- Exercise objective: In your copy, the records appear word for word and the pictures do not appear at all.

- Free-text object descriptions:
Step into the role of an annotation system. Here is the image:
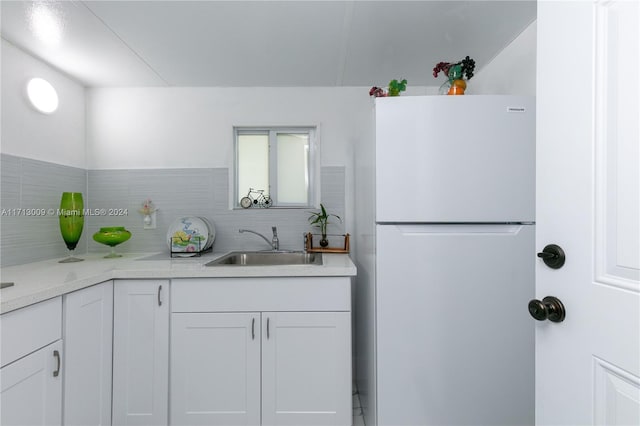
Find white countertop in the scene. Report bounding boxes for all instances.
[0,252,356,314]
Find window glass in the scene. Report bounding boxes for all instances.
[276,133,309,205]
[235,127,315,208]
[237,133,269,202]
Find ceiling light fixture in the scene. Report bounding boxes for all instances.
[26,78,59,114]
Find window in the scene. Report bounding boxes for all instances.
[235,127,316,208]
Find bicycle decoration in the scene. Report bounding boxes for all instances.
[240,188,272,208]
[432,56,476,95]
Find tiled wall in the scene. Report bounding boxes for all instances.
[1,154,87,267]
[0,154,345,265]
[86,166,346,255]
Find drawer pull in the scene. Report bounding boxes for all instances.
[53,350,60,377]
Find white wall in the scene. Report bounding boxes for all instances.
[470,20,537,96]
[86,87,373,169]
[1,39,86,168]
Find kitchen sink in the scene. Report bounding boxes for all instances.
[205,251,322,266]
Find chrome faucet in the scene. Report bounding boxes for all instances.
[271,226,279,251]
[239,226,279,251]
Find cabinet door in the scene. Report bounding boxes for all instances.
[63,281,113,426]
[1,340,63,426]
[171,312,261,426]
[262,312,351,426]
[112,280,169,426]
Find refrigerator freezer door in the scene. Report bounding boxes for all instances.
[375,96,535,223]
[376,224,534,426]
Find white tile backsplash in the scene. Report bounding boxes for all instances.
[1,154,88,267]
[1,154,346,263]
[86,166,345,254]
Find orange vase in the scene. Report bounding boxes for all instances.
[447,79,467,95]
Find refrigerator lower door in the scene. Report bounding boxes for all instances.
[376,224,534,426]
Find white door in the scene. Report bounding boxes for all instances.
[537,1,640,425]
[63,281,113,426]
[261,312,352,426]
[170,312,261,426]
[376,224,534,426]
[112,280,169,426]
[0,340,63,426]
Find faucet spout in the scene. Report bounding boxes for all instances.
[271,226,279,251]
[239,227,279,251]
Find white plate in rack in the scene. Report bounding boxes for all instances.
[167,217,211,253]
[199,217,216,250]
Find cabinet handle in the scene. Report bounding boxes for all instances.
[266,317,270,339]
[53,350,60,377]
[157,285,162,306]
[252,318,255,340]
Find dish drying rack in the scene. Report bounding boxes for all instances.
[169,238,212,258]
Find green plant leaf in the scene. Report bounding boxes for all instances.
[308,203,342,230]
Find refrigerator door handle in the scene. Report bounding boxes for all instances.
[393,224,528,235]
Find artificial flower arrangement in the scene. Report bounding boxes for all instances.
[138,198,156,226]
[138,198,156,215]
[369,78,408,97]
[432,56,476,95]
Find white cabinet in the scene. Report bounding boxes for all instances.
[261,312,351,426]
[171,312,261,426]
[1,298,63,426]
[170,277,352,426]
[1,341,63,426]
[112,280,169,426]
[63,281,113,426]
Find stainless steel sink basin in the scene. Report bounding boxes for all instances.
[206,251,322,266]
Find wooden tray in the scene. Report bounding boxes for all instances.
[305,233,350,253]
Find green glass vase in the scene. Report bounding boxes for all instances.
[93,227,131,258]
[58,192,84,263]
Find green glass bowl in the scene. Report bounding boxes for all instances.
[93,227,131,246]
[93,227,131,258]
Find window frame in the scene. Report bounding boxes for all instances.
[233,126,317,209]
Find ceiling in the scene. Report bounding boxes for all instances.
[1,1,536,88]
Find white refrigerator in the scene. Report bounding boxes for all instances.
[360,95,535,426]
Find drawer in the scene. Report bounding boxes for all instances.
[171,277,351,312]
[1,297,62,367]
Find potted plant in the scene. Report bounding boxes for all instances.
[308,203,342,247]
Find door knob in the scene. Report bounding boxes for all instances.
[537,244,566,269]
[528,296,566,322]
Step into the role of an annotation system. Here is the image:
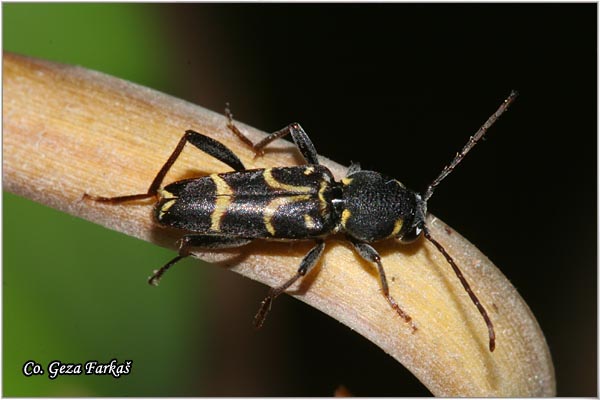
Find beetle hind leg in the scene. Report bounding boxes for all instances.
[84,130,246,204]
[149,234,253,286]
[82,192,156,204]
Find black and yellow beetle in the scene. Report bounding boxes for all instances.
[85,91,518,352]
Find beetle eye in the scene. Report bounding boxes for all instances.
[399,225,423,243]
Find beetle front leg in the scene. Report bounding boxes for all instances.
[149,234,253,286]
[254,240,325,328]
[350,240,417,332]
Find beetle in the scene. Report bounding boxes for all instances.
[84,91,518,352]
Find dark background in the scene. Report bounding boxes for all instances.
[5,4,596,396]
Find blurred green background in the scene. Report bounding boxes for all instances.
[3,4,211,396]
[3,3,596,396]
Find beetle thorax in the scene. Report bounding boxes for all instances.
[338,170,423,242]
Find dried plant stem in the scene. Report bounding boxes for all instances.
[3,52,555,396]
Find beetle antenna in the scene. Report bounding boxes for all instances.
[423,90,518,202]
[423,227,496,351]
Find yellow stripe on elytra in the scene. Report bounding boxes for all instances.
[263,195,311,236]
[210,174,234,231]
[303,166,315,175]
[318,180,329,212]
[158,199,177,219]
[304,214,316,230]
[159,189,176,199]
[157,189,178,219]
[264,168,313,193]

- Answer area:
Step into the role of an annotation system. Here is the image:
Find white countertop in the scene. Report bounding boxes for all instances.
[0,252,356,314]
Find window glass in the scene. Report bounding boxes for all instances.
[276,133,309,205]
[235,127,315,208]
[237,133,269,202]
Find ceiling light fixture in the scene. Report bounding boxes for all instances.
[26,78,59,114]
Find window in the scene. Report bounding boxes for all instances.
[235,127,316,208]
Find bicycle decoration in the scene. Report bounding boxes for all instances.
[240,188,272,208]
[432,56,476,95]
Find tiled wall in the scene. Report bounding boxes for all instances.
[1,154,87,267]
[0,154,345,265]
[86,166,346,255]
Find drawer pull in the scene. Report bounding boxes for all instances.
[53,350,60,377]
Find white wall in the scene. Report bounding boxes for all instances.
[470,20,537,96]
[86,87,373,169]
[1,39,86,168]
Find kitchen sink in the scene. Report bounding boxes for all instances.
[205,251,322,266]
Find chrome faucet in the scene. Report bounding boxes for all instances.
[271,226,279,251]
[239,226,279,251]
Find cabinet door in the scene. Report bounding boxes for all instances.
[63,281,113,426]
[1,340,63,426]
[171,312,261,426]
[262,312,351,426]
[112,280,169,426]
Find refrigerator freezer door in the scene. Report bounding boxes for all instances.
[375,96,535,223]
[376,224,534,426]
Find white tile backsplash in the scene. Report bounding boxes for all instances.
[1,154,88,267]
[1,154,346,263]
[86,166,345,254]
Find orange vase in the scene. Report bounding boxes for all instances.
[447,79,467,95]
Find refrigerator lower door in the scene. Report bounding boxes for all instances.
[376,224,534,426]
Find white door in the scene. Report bounding boxes for all instances.
[537,1,640,425]
[63,281,113,426]
[261,312,352,426]
[170,312,261,426]
[376,224,534,426]
[112,280,169,426]
[0,340,63,426]
Find faucet spout in the scene. Report bounding boxes for all instances.
[271,226,279,251]
[239,227,279,251]
Find white plate in rack in the scene. Report bounding boxes for all instances.
[167,217,211,253]
[199,217,216,250]
Find cabinet handle in the scene. Report bounding boxes for all instances.
[266,317,270,339]
[53,350,60,377]
[157,285,162,306]
[252,318,255,340]
Find dish drying rack in the scene. Report bounding boxes for all instances.
[169,238,212,258]
Find green plant leaf in the scene. Report bounding boxes for all instances.
[308,203,342,230]
Find refrigerator door handle in the scene. Report bounding boxes for all instances.
[393,224,528,235]
Find artificial flower arrangement in the scene. Report bounding boxes for all instances.
[138,198,156,226]
[138,198,156,215]
[369,78,408,97]
[432,56,476,95]
Find white cabinet in the scene. Report bounding boxes for all instances.
[261,312,351,426]
[171,312,261,426]
[1,298,63,426]
[170,277,352,426]
[1,341,63,426]
[112,280,169,426]
[63,281,113,426]
Find stainless steel sink basin in the scene. Report bounding boxes for all instances.
[206,251,322,266]
Find wooden tray in the scene. Report bounding boxes for all instances.
[305,233,350,253]
Find green glass vase in the scene. Report bounding boxes for all instances.
[93,227,131,258]
[58,192,84,263]
Find green glass bowl in the scene. Report bounding boxes for all instances.
[93,227,131,246]
[93,227,131,258]
Find window frame in the scene. Report bounding boxes for all instances.
[233,126,317,209]
Find ceiling in the scene. Report bounding boxes for all instances.
[1,1,536,88]
Find white refrigerator in the scene. Report bounding boxes for all instances.
[360,95,535,426]
Find drawer in the scene. Report bounding boxes for all instances.
[171,277,351,312]
[1,297,62,367]
Find potted plant in the scene. Report bounding boxes for all instances.
[308,203,342,247]
Find door knob in the scene. Report bounding boxes for all instances.
[537,244,566,269]
[528,296,566,322]
Step into the role of an annotation system. Here is the image:
Find beetle hind leg in the scene. Report bounding boxes for all instances.
[84,130,246,204]
[149,234,253,286]
[82,192,156,204]
Find black and yellow beetle in the scene. Report bounding boxes for all instances.
[85,91,518,352]
Find beetle eye in the scene. Report bounding boxes for all instances.
[399,225,423,243]
Find beetle front leg in the scene. Report bounding boxes for all instances.
[149,234,253,286]
[254,240,325,328]
[350,240,417,332]
Find beetle in the scene. Report bounding boxes for all instances.
[84,91,518,352]
Find dark background in the scene. Report bounding boxes for all instances.
[5,4,596,396]
Find blurred green background in the scene. Report bounding boxes for all instances.
[3,4,211,396]
[3,3,596,396]
Find beetle thorax in the scene. Report bounding boxes for all instances.
[338,170,423,242]
Find dried plant stem in the scene. Report bounding boxes for all instances.
[3,52,555,396]
Find beetle antenna in the scene. Report bounding boxes for all instances.
[423,90,518,202]
[423,227,496,351]
Find yellow stripe on elytra in the scene. Report bounding boxes for all instances.
[263,195,311,236]
[210,174,234,231]
[303,166,315,175]
[318,180,329,212]
[158,199,177,219]
[304,214,316,230]
[159,189,176,199]
[157,189,178,219]
[264,168,313,193]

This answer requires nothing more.